+++ Records to process +++

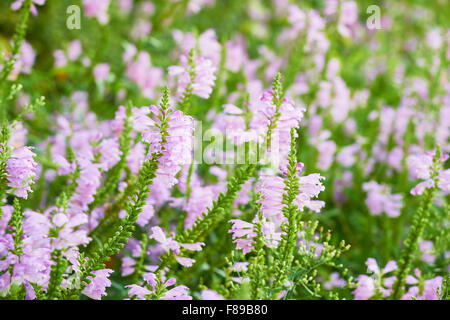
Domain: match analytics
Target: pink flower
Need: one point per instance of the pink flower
(98, 9)
(18, 4)
(208, 294)
(365, 289)
(379, 199)
(138, 291)
(96, 288)
(167, 243)
(21, 169)
(74, 50)
(242, 234)
(141, 72)
(204, 76)
(177, 293)
(101, 71)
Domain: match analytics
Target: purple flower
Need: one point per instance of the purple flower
(379, 199)
(96, 288)
(242, 234)
(16, 5)
(101, 71)
(21, 169)
(98, 9)
(204, 76)
(208, 294)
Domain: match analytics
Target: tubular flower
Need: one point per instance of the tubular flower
(21, 168)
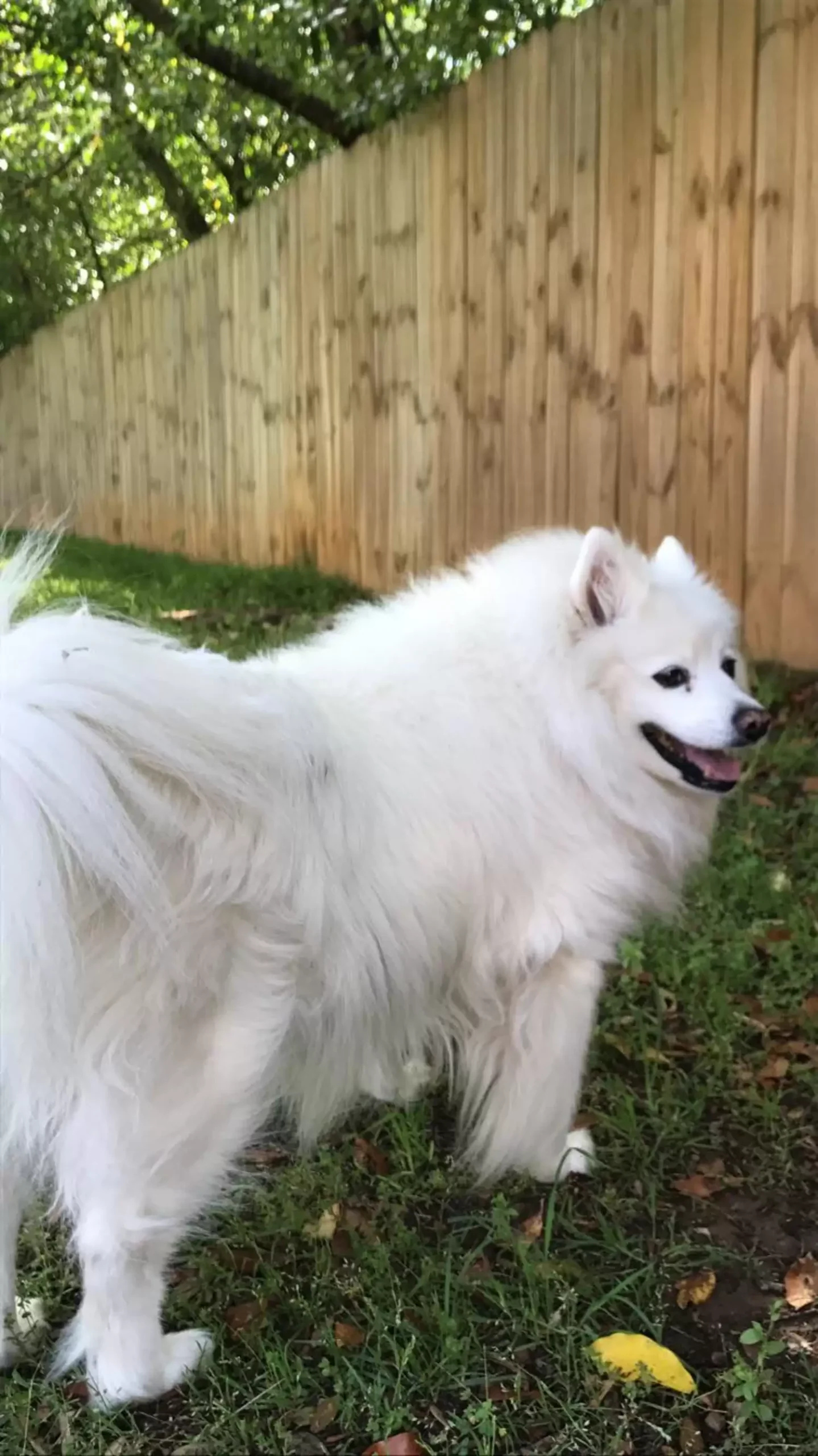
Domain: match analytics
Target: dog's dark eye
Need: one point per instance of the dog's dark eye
(673, 677)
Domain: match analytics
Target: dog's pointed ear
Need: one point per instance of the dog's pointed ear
(673, 561)
(600, 584)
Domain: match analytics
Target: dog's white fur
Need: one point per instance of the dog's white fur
(411, 842)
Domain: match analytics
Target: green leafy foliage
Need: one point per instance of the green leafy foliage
(123, 139)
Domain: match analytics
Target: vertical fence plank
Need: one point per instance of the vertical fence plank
(516, 440)
(731, 331)
(561, 201)
(699, 273)
(638, 250)
(581, 309)
(458, 326)
(772, 254)
(667, 273)
(799, 578)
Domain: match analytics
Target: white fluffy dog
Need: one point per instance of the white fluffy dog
(412, 841)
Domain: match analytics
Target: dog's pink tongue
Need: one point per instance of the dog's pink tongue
(715, 765)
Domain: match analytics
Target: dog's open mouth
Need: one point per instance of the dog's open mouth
(702, 768)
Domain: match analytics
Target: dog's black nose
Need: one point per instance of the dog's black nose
(751, 724)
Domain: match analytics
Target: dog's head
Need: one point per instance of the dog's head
(661, 644)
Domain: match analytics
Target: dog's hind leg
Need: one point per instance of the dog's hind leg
(14, 1197)
(521, 1079)
(134, 1171)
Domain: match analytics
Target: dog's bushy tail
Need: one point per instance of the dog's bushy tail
(60, 822)
(117, 746)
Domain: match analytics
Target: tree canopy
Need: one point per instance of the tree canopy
(133, 127)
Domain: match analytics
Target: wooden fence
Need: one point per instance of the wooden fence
(584, 287)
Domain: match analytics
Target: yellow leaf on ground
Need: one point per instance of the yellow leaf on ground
(326, 1225)
(696, 1289)
(638, 1358)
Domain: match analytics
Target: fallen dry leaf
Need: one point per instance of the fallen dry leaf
(341, 1246)
(801, 1283)
(348, 1337)
(772, 1072)
(635, 1358)
(357, 1219)
(370, 1156)
(404, 1445)
(481, 1269)
(690, 1439)
(323, 1416)
(695, 1289)
(77, 1391)
(242, 1318)
(532, 1229)
(696, 1186)
(713, 1168)
(777, 934)
(265, 1156)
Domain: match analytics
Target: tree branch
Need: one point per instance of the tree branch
(252, 75)
(88, 230)
(178, 196)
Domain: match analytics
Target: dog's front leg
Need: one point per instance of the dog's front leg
(14, 1194)
(523, 1078)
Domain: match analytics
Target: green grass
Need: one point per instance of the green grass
(472, 1337)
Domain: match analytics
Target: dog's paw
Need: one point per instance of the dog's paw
(578, 1156)
(182, 1353)
(9, 1350)
(180, 1358)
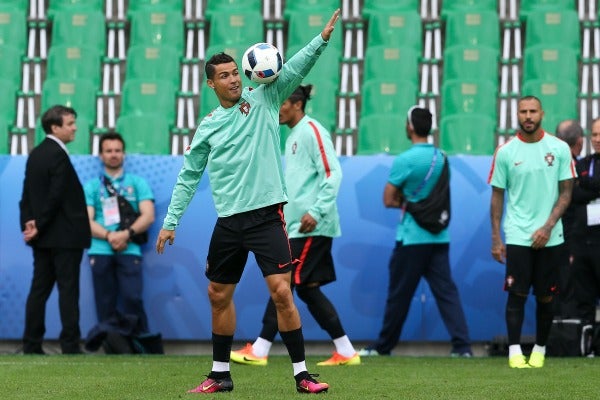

+++

◆ **Problem description**:
Retype the records in full, exactly as given, and omit the pictures.

◆ **Answer to this task**:
Domain: match analytics
Target: pink flower
Need: one point per instance of the pink flower
(98, 9)
(18, 4)
(208, 294)
(365, 289)
(379, 199)
(138, 291)
(96, 288)
(167, 243)
(21, 169)
(74, 50)
(242, 234)
(141, 72)
(204, 76)
(177, 293)
(101, 71)
Domain: match analytics
Target: purple flower
Need: one point per instance of the purple flower
(379, 199)
(96, 288)
(242, 234)
(16, 5)
(101, 71)
(21, 169)
(98, 9)
(204, 76)
(208, 294)
Domain: match analytics
Target: tubular flower
Need: one point per instance of the tubular flower
(21, 168)
Domain: match analytics
Target: dog's dark eye
Need: one point per instance of the dog's dark eye
(673, 677)
Domain: match analytics
Target: dog's pointed ear
Need: one point per instance of the dog's pointed ear
(673, 561)
(600, 584)
Domain: match analytics
Target: dog's white fur
Need: one point per instance of the dog's white fur
(411, 842)
Domain: match analytics
Target: green leafy foliage
Need: one point per instance of the green leafy foliage
(123, 139)
Domain: match analytics
Target: vertical fence plank
Need: one point per instance of the vertical fence plank
(516, 440)
(731, 331)
(561, 201)
(699, 273)
(638, 250)
(581, 309)
(458, 326)
(772, 254)
(667, 273)
(799, 578)
Domain: match analytics
Target: white fluffy dog
Need: one point per instance of the white fluffy dog
(412, 841)
Domain: match analytics
Target: dog's pink tongue
Need: one point per instance of the dog's pink tongue
(715, 765)
Domain: match analytics
Target: dog's open mouth
Need: one point per instance of the dog's open mouth
(702, 768)
Domain: match analytics
Target: dog's black nose
Need: one point per instance of the dog's black nose
(751, 724)
Domain: match analytics
Target: dog's head
Need: one point per instance of the dog's head
(661, 644)
Domain: match analytics
Target: dog's hind leg
Need: one point per instance of the dog's hind leg
(14, 1197)
(521, 1079)
(134, 1171)
Domain: match analytics
Target: dog's bushy tail
Need: one point per instance of the dog's bushy tail
(60, 822)
(117, 746)
Domain: match analytics
Target: tree canopy
Need: one point per instance of the tree canopy
(133, 127)
Domain: match analytics
Target: wooden fence
Need: one point per instance of the wooden fence
(584, 287)
Domain: match analytics
Target: yellow leaf on ground
Need: one point per instance of the yellow leaf on ground
(326, 1225)
(696, 1289)
(638, 1358)
Domain: match analytics
Target: fallen dry leaf
Need: one point per instance of the fallen dry leaf
(341, 1246)
(801, 1283)
(348, 1337)
(772, 1072)
(635, 1358)
(357, 1219)
(370, 1156)
(404, 1445)
(481, 1269)
(690, 1439)
(323, 1416)
(695, 1289)
(77, 1391)
(242, 1318)
(532, 1229)
(696, 1186)
(713, 1168)
(777, 934)
(265, 1156)
Domain: match analytics
Target: tree branch
Need: one point per instance of the tree branch
(252, 75)
(88, 230)
(178, 196)
Domain: match analytics
Target: dog's front leg
Need: one point per instance of the dog's front leg
(14, 1194)
(523, 1078)
Domain: match analytics
Target: green grass
Need: one point per instance of the green grass
(472, 1337)
Domain: match analytics
Target: dog's paw
Need: one point per instance of the dog's paw
(578, 1156)
(182, 1353)
(9, 1350)
(180, 1358)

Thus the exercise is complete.